TEXTE DE LECTURE

--------------------------------

Un rapport d’information du Sénat en février 2016, sur les conséquences du recours à la PMA et à la GPA à l’étranger, concluait qu’il ne fallait pas ouvrir la PMA aux couples de même sexe, car supprimer l’exigence de l’infertilité médicale et de l’altérité sexuelle bouleverserait la conception française de la PMA, en ouvrant la voie à un « droit à l’enfant» et à une « procréation de convenance ». Le Conseil d’Etat en 2009, lors de la préparation de la révision de la loi bioéthique, s’était prononcé également contre le fait de priver délibérément un enfant de père.
Certains médecins, à la fois juges et partis, ont signé en mars 2017 une tribune dans Le Monde dans laquelle ils revendiquaient avoir transgressé la loi, notamment en faisant des PMA avec donneur anonyme pour des femmes seules. Ce lobbying nuit à un débat objectif sur un sujet aussi sensible, qui concerne en premier lieu le droit des enfants. Le professeur Jean-François Mattei, auteur de la première loi de bioéthique, a fortement critiqué cet Appel, soulignant combien cela mettait en cause le rôle du médecin : « Est-il là pour soigner ? Ou pour répondre à toute demande extra médicale ? ». Ces médecins laissent penser qu’il existerait un « droit à l’enfant », « lequel fait entrer l’enfant dans la catégorie des objets. » C’est ce que reflète également la position du Défenseur des droits, Jacques Toubon, auditionné en 2015 au Sénat : il prônait de supprimer la condition d’infertilité et de ne retenir que la notion de « projet parental », porte ouverte également à la revendication de la GPA et faisant fi des droits de l’enfant.
Outre la grave injustice de priver délibérément un enfant d’une partie de son ascendance et de sa généalogie, se pose la question toujours plus prégnante de l’anonymat du don, du remboursement d’un acte sans motif médical, et de l’accentuation d’un marché de la procréation. L’association PMA (« Procréation médicalement anonyme »), créée en France à l’initiative d’enfants nés de dons de gamètes, dénonce depuis sa fondation les abus du système. Le témoignage d’Arthur Kermevelsen dans un ouvrage paru en 2008, « Né de spermatozoïde inconnu », avait levé le voile sur les difficultés et injustices que ressentent certains enfants concernés.

--------------------------------

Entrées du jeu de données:
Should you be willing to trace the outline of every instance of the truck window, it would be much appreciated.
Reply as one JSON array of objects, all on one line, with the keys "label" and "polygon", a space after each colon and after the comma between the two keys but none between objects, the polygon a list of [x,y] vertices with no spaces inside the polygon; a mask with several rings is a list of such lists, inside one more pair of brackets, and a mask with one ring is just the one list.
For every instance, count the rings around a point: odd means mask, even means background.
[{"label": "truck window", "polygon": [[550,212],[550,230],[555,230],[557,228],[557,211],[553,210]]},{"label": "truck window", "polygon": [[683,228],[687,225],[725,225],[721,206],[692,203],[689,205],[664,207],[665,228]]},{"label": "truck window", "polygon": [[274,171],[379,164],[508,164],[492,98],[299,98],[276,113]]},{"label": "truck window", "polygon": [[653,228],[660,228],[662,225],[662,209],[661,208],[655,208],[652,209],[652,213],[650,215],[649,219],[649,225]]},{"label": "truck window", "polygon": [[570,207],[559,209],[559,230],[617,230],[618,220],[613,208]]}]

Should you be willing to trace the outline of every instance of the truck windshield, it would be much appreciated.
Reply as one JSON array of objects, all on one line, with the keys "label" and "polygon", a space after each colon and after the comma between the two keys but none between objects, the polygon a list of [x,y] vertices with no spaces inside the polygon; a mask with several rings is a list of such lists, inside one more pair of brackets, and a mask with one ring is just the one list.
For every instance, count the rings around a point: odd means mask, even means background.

--------------------------------

PROBLÈMES À RÉSOUDRE
1) Répondez aux questions suivantes d'après le texte sur la PMA.
(a) En quelle année le Conseil d'État s'était-il prononcé contre le fait de priver délibérément un enfant de père ?
(b) Dans quel journal des médecins ont-ils signé une tribune en mars 2017 ?
(c) Quel est le titre de l'ouvrage paru en 2008 qui contient le témoignage d'Arthur Kermevelsen ?
2) Recopiez mot pour mot le passage du texte sur la PMA qui va de « Outre la grave » à « certains enfants concernés. ».

RÉSULTATS ATTENDUS
1)
(a) En 2009.
(b) Dans Le Monde.
(c) « Né de spermatozoïde inconnu ».

2)
Outre la grave injustice de priver délibérément un enfant d’une partie de son ascendance et de sa généalogie, se pose la question toujours plus prégnante de l’anonymat du don, du remboursement d’un acte sans motif médical, et de l’accentuation d’un marché de la procréation. L’association PMA (« Procréation médicalement anonyme »), créée en France à l’initiative d’enfants nés de dons de gamètes, dénonce depuis sa fondation les abus du système. Le témoignage d’Arthur Kermevelsen dans un ouvrage paru en 2008, « Né de spermatozoïde inconnu », avait levé le voile sur les difficultés et injustices que ressentent certains enfants concernés.